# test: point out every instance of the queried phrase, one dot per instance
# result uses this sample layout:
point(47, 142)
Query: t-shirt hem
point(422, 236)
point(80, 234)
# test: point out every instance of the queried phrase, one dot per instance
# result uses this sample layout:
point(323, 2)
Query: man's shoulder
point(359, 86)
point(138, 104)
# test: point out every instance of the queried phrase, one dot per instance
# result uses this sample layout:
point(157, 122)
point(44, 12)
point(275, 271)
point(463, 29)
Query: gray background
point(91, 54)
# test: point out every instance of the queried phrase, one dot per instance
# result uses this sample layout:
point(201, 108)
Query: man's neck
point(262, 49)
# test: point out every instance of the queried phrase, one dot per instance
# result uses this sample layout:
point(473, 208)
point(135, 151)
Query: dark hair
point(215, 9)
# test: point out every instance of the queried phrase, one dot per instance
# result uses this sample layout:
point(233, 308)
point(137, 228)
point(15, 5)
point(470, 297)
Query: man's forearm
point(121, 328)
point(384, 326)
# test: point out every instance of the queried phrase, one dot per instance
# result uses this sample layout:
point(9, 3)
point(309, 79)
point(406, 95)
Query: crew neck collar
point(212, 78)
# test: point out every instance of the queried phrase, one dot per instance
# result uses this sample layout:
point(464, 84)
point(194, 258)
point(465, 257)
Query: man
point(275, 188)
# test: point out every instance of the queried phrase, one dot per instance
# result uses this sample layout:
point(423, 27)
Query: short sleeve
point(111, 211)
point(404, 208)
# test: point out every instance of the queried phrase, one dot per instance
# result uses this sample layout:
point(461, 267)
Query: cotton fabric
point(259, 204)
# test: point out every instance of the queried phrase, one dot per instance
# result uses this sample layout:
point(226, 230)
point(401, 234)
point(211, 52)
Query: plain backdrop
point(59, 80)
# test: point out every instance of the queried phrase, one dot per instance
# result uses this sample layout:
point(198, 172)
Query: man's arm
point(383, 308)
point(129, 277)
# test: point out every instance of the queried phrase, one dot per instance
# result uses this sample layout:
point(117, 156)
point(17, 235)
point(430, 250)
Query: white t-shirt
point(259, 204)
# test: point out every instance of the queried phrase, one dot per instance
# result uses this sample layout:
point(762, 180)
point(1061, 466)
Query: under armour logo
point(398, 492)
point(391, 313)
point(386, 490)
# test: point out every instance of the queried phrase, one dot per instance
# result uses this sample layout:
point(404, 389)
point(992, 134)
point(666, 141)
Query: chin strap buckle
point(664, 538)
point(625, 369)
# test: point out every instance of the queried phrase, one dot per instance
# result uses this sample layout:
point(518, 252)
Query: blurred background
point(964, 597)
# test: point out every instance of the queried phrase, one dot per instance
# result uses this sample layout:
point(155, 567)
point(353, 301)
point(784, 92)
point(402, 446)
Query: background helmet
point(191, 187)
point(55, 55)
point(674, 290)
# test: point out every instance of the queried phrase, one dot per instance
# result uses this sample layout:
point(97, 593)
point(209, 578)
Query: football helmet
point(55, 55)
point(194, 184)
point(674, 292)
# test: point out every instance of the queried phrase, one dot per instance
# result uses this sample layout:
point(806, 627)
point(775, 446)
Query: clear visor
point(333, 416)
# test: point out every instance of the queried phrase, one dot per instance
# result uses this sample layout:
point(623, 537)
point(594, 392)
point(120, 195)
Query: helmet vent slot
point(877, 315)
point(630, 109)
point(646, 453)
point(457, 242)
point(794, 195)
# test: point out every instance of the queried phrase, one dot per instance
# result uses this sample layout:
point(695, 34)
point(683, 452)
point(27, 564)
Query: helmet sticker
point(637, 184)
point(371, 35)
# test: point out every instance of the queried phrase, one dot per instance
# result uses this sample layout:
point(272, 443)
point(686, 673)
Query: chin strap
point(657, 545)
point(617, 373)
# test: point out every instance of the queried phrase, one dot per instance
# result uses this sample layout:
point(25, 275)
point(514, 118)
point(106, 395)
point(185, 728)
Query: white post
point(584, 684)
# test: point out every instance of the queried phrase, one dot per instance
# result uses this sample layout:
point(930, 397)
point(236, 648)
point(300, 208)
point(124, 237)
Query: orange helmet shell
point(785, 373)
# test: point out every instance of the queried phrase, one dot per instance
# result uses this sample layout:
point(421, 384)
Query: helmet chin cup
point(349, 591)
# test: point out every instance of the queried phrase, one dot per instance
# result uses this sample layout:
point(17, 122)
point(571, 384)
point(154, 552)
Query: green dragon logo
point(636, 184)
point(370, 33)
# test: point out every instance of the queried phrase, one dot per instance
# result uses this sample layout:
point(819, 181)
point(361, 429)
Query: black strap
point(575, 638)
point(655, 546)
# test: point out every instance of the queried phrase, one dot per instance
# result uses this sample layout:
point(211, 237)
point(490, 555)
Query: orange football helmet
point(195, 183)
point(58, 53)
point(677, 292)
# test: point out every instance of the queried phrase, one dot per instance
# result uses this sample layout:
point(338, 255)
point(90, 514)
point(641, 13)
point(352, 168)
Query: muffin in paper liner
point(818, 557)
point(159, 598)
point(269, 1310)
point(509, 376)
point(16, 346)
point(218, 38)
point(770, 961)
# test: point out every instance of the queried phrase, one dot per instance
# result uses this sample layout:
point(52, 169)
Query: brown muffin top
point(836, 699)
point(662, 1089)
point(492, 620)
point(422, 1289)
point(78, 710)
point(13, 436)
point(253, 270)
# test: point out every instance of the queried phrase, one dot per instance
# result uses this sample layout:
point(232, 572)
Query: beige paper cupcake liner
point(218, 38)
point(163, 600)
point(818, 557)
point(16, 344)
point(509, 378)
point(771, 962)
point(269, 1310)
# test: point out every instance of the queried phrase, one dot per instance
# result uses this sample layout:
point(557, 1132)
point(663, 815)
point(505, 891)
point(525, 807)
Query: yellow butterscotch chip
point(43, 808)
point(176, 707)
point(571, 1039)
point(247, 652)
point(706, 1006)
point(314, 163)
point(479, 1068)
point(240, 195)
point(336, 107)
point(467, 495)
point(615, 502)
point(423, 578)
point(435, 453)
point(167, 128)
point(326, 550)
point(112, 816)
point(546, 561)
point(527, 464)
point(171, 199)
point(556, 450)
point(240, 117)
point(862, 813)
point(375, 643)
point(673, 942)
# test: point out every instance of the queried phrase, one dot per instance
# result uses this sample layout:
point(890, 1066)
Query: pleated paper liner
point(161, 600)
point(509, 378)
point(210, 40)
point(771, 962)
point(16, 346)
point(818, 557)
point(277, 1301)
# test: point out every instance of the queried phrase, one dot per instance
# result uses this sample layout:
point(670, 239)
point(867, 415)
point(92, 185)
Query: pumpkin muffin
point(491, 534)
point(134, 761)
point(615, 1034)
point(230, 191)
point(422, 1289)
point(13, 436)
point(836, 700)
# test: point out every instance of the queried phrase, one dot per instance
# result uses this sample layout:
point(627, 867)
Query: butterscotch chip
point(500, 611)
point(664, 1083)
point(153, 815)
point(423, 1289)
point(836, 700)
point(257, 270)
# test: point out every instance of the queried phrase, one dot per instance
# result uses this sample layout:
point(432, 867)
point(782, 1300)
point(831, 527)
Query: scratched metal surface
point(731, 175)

+++

The exercise -
Please copy the entries above verbatim, from their first line through the line containing "point(275, 188)", with both of those lines included.

Correct answer -
# test: point out every instance of the queried phrase, one dot per instance
# result uses this sample layout:
point(47, 142)
Query: t-shirt hem
point(422, 236)
point(80, 234)
# test: point out every instance of the queried phrase, one dot per instance
# result uses this sample layout:
point(323, 2)
Query: man's shoulder
point(359, 86)
point(138, 104)
# test: point out every instance of the queried phrase, one dot per instance
# result uses this sample layout:
point(157, 122)
point(44, 12)
point(275, 271)
point(463, 29)
Query: gray background
point(91, 54)
# test: point out every instance of the queried phrase, one dot per instance
# result uses this sample layout:
point(201, 108)
Query: man's neck
point(262, 49)
# test: point out every instance of the queried phrase, one dot per instance
# result uses this sample layout:
point(473, 208)
point(135, 151)
Query: dark hair
point(215, 9)
# test: point out every instance of the queried phrase, one dot per instance
# result uses this sample layout:
point(233, 308)
point(137, 228)
point(15, 5)
point(470, 297)
Query: man's forearm
point(121, 328)
point(384, 326)
# test: point out every instance of the queried phrase, one dot per instance
# result uses this sample layout:
point(9, 3)
point(309, 79)
point(406, 95)
Query: crew neck collar
point(212, 78)
# test: point out every instance of the queried phrase, one dot per instance
# result uses this sample layout:
point(464, 84)
point(194, 258)
point(465, 257)
Query: man
point(275, 188)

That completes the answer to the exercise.